EXERCISE DETAILS
Starting at the line that has "[locate] the whale shark's gill" and stopping after the line that has "<point>427,327</point>", copy those lines of the listing, changing "deep blue" to "dark blue" and leaving everything else as it stands.

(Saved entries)
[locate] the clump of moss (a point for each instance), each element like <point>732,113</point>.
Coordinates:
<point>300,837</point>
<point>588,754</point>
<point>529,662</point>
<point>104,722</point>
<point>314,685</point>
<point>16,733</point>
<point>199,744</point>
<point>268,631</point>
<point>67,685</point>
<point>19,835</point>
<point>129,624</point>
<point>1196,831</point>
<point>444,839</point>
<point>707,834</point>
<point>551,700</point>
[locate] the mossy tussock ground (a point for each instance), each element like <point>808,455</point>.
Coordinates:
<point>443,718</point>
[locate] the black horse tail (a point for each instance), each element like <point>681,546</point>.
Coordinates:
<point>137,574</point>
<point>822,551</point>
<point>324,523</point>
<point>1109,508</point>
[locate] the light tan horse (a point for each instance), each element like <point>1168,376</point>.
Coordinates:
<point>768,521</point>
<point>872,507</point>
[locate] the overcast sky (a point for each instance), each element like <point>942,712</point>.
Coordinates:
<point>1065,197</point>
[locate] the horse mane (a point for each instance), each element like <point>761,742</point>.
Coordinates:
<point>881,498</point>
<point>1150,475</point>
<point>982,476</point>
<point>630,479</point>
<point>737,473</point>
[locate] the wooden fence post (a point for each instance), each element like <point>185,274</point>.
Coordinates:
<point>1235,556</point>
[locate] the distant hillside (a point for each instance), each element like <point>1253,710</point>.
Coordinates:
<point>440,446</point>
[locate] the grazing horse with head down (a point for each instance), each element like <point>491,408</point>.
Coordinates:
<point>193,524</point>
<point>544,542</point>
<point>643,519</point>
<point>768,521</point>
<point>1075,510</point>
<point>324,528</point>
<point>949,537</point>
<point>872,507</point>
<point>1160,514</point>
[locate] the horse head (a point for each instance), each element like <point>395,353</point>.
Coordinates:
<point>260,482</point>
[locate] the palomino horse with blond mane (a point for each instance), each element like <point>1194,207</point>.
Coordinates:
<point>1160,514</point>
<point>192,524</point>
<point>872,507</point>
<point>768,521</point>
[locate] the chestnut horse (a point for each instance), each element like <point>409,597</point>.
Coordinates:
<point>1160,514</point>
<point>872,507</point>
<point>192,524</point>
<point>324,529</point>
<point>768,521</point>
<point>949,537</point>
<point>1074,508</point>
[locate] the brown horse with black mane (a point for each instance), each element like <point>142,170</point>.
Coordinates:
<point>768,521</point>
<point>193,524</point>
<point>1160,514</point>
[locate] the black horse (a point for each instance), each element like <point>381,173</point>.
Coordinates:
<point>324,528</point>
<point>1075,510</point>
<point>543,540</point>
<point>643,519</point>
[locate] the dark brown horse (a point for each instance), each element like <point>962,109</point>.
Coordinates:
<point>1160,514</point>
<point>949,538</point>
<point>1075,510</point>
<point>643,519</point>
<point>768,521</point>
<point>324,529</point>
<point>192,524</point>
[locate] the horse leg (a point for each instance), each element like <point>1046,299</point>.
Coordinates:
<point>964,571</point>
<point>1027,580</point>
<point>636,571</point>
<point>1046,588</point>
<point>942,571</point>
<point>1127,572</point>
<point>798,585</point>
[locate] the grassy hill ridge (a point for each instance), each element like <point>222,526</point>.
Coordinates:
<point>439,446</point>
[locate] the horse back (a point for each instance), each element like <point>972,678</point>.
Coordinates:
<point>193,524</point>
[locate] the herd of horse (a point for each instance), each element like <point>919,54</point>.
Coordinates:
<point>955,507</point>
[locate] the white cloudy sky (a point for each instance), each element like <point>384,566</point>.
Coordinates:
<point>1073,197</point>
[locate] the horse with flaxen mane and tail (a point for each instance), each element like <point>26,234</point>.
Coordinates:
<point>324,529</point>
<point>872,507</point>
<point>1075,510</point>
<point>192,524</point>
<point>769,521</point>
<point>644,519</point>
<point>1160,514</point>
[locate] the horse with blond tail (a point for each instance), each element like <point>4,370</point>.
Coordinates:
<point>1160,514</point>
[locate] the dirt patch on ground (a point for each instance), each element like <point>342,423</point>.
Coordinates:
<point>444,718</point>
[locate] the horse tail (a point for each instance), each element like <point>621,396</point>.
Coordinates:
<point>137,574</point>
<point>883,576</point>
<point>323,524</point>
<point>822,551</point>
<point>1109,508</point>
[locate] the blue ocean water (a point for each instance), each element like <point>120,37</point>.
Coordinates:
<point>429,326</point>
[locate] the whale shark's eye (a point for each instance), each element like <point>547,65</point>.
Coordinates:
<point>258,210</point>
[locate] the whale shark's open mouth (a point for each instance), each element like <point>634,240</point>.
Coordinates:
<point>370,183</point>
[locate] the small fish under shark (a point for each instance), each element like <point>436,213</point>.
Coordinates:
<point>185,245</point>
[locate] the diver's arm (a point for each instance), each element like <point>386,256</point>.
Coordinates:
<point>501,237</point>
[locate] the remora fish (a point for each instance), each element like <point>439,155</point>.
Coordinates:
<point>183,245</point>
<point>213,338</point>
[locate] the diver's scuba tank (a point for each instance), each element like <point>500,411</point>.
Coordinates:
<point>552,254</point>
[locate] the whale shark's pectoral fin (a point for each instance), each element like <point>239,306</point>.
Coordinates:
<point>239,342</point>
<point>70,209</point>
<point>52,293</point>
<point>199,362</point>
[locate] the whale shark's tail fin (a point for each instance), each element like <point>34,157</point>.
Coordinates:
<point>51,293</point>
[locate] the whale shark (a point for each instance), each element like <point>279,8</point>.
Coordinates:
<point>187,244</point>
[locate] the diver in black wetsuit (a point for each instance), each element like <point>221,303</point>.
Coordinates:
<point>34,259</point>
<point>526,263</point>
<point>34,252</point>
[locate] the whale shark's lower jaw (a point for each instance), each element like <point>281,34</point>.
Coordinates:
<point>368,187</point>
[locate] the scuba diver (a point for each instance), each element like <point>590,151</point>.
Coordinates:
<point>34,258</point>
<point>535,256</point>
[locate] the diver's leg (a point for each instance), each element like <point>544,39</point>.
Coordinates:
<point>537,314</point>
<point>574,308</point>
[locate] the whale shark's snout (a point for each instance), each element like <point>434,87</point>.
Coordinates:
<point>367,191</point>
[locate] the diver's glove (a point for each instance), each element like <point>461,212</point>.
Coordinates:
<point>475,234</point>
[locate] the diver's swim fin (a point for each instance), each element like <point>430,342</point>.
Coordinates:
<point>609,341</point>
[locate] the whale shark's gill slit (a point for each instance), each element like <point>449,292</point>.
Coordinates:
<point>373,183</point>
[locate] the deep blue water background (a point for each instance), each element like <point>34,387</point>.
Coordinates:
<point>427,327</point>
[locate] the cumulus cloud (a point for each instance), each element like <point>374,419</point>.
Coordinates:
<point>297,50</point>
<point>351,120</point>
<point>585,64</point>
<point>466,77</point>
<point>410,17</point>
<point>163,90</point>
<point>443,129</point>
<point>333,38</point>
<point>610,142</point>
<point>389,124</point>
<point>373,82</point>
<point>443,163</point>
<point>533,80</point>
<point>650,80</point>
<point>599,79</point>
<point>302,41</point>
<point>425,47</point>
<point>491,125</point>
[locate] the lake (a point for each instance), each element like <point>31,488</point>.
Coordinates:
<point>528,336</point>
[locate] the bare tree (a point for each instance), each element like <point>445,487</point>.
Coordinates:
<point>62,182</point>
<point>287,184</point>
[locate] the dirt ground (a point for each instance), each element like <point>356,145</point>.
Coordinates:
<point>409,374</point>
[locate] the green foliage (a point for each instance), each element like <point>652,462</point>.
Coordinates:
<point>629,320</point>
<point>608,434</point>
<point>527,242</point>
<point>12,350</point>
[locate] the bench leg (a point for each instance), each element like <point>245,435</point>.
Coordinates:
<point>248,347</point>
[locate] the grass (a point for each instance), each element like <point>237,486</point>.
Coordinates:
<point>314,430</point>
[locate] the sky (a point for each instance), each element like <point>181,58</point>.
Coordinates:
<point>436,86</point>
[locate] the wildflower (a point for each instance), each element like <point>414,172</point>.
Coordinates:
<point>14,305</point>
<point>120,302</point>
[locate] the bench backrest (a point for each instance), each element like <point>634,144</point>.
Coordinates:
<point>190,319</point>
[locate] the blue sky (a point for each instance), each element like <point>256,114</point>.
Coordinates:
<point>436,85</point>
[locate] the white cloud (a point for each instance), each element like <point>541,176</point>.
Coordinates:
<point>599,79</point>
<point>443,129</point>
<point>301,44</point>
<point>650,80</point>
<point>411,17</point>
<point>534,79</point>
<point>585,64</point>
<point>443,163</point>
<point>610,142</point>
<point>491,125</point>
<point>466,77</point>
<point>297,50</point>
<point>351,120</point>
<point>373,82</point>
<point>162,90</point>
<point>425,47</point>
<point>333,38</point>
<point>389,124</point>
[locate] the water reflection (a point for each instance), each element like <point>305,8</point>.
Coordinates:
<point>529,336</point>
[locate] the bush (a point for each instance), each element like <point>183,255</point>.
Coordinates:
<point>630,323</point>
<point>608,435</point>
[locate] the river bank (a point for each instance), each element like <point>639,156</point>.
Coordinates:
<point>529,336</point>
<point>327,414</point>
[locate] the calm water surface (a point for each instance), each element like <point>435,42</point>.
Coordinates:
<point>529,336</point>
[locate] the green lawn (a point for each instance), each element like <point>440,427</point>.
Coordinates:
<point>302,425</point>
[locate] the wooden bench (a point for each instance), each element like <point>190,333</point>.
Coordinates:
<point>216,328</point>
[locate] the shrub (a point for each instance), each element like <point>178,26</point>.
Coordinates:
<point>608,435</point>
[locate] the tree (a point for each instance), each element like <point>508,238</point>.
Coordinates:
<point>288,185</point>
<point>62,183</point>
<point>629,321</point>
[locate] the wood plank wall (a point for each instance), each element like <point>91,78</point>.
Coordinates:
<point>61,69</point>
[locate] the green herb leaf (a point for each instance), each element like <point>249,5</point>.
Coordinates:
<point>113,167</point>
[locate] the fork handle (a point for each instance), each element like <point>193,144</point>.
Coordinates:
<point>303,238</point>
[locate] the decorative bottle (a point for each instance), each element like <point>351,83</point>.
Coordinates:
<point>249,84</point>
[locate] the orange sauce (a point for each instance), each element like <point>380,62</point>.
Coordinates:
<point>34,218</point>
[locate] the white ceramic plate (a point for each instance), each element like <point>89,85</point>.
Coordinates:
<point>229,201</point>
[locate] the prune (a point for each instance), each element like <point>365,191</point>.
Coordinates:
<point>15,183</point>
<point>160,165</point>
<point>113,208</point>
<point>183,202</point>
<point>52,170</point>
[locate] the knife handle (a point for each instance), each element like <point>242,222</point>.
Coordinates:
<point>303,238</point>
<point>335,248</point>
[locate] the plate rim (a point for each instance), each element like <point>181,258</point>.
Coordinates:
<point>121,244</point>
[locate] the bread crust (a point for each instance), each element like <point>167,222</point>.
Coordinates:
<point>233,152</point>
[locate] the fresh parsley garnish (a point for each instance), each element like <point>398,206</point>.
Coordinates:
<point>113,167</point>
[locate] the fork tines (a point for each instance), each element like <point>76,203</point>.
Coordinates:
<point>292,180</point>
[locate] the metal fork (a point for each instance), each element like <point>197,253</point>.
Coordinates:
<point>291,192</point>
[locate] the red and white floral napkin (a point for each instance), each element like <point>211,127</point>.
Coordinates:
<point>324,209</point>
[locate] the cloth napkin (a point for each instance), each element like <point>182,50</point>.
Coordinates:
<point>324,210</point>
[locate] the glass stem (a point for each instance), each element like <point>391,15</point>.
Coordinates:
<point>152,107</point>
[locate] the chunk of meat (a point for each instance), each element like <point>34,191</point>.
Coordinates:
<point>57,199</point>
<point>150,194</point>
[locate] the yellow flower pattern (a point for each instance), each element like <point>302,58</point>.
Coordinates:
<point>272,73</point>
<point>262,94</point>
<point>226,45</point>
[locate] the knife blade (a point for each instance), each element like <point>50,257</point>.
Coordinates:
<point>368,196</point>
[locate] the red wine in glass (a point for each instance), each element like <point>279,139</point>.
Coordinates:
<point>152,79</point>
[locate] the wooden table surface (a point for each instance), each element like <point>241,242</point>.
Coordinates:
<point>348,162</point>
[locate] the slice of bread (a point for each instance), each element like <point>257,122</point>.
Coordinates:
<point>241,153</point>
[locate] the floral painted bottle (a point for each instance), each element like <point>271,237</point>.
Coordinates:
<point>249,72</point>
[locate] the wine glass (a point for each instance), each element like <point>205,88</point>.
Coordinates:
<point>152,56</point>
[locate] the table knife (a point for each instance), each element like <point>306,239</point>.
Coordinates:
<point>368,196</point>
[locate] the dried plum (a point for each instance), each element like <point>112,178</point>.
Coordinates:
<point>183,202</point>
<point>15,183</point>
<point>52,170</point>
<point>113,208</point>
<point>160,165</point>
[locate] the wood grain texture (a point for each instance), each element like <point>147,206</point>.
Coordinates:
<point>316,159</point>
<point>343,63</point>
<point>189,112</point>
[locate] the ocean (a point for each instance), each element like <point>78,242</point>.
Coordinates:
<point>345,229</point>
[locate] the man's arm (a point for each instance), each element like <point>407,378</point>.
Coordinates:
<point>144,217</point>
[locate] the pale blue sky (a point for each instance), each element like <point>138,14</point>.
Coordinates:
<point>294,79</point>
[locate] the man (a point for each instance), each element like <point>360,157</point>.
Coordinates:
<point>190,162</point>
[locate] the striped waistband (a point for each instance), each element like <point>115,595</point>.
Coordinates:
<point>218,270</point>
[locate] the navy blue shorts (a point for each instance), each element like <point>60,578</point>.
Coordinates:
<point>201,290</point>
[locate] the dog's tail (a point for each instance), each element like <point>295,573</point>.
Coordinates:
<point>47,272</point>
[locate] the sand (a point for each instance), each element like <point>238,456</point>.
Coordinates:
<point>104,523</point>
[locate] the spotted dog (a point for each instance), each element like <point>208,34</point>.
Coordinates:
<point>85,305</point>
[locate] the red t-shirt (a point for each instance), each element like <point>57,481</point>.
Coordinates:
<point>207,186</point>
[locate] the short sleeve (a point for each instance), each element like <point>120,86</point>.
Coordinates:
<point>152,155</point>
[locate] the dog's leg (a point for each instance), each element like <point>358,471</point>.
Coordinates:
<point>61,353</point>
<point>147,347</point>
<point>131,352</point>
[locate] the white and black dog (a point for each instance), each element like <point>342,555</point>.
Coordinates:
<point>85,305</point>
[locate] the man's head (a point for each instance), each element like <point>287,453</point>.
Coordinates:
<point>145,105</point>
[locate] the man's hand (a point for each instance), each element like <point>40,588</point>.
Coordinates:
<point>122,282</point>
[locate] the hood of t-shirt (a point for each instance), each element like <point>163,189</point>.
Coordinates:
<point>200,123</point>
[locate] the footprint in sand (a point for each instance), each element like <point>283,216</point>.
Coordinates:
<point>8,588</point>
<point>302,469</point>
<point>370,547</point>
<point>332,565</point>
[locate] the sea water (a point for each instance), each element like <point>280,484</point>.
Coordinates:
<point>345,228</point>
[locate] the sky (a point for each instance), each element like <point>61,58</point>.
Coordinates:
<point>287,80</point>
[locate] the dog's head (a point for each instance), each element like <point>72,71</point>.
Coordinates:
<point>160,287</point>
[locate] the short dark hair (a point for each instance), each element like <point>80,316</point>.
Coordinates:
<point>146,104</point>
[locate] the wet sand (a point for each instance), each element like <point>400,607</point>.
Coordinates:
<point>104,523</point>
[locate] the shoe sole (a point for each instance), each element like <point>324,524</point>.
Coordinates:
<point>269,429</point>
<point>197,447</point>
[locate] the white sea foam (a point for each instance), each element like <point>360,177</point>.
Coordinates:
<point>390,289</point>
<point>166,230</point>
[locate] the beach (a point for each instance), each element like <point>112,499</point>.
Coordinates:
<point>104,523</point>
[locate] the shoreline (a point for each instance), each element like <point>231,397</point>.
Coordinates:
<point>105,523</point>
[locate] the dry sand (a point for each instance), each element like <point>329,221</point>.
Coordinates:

EXERCISE RESPONSE
[locate] the whale shark's gill slit (a point for each instance), each element like <point>449,292</point>.
Coordinates:
<point>373,183</point>
[locate] the dark blue water background (a point for each instance), each element like <point>34,387</point>.
Coordinates:
<point>427,327</point>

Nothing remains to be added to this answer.